Did you know that cigarettes are still being tested on innocent animals? It’s an unfortunate truth … and in fact, almost all brands test on animals such as cats, dogs, hamsters, Indian pigs, rabbits, and even monkeys.
The first recorded experiment to artificially induce animal tumors by the use of tobacco products was in 1911. Since then, experimentation has evolved and so many animals have suffered.
Look at these horrible pictures from a recent post we did on Instagram:
Animals Are Being Tortured
It’s difficult to think of the torturous experiments being conducted but animals are being forced to breathe cigarette smoke for up to six hours straight, every day — some experiments lasting up to three years. Lab rats are even being forced into tiny canisters where cigarette smoke is pumped right into their noses. The rats are then killed and dissected to examine the harm done to their bodies.
Dogs and monkeys have had tubes attached to holes in their necks or have even had masks strapped to their faces to force smoke into their innocent lungs.
In one study, experimenters at R.J. Reynolds wanted to see the effects of using high-fructose corn syrup to flavor cigarettes. They applied cigarette tar on the skin of 1,000 mice and rats and then forced them to breathe cigarette smoke. Many of the mice died during the study and other mice developed skin tumors — or their skin peeled off. Any of the surviving animals were killed to dissect.
The most common animals used in tobacco experiments have been mice and rats. These animals are highly intelligent mammals who feel pain, fear, loneliness like humans do. They become emotionally attached to each other and even bond with human guardians.

• RECORDED DATA
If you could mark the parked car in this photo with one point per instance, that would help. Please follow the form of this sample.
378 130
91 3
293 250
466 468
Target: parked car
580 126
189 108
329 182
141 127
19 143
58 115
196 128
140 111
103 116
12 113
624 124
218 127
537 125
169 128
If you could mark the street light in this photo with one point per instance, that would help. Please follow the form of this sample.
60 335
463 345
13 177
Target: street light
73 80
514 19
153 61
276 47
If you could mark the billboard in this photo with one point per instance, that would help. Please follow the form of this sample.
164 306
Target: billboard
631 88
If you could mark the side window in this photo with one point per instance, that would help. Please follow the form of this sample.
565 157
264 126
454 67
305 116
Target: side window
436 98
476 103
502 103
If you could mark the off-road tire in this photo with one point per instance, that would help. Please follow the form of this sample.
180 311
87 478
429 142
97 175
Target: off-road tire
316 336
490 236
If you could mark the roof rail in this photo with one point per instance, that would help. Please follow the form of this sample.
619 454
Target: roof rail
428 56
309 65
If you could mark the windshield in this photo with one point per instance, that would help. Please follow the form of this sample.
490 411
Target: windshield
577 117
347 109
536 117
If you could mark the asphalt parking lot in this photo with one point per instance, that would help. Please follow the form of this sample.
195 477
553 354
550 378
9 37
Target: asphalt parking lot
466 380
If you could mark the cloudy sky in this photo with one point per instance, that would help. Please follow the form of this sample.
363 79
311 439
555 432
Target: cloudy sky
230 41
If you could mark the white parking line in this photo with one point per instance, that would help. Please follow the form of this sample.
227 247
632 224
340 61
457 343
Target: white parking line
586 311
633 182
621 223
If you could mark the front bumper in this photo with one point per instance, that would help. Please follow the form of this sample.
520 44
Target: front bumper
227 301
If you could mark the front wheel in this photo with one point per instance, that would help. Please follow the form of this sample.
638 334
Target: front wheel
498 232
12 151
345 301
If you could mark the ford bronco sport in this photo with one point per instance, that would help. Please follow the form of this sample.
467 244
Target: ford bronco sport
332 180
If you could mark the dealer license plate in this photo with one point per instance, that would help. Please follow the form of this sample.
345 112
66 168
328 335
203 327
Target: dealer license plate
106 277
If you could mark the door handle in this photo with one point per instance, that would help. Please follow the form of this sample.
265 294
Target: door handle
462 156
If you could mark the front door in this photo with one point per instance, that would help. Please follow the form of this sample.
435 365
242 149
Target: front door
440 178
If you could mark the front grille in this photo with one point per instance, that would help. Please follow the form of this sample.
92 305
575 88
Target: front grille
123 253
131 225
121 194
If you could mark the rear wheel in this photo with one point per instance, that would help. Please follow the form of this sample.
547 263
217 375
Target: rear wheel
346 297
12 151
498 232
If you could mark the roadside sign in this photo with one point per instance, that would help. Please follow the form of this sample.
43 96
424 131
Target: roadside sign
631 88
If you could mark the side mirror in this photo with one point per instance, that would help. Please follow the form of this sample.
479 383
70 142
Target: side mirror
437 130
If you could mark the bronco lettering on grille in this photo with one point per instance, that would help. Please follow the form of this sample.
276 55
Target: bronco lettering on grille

• EXERCISE INSTRUCTIONS
According to the text on cigarette testing on animals, in what year was the first recorded experiment to artificially induce animal tumors with tobacco products? The records aren't needed for any of this work.

• RESULT OF THE EXERCISE
1911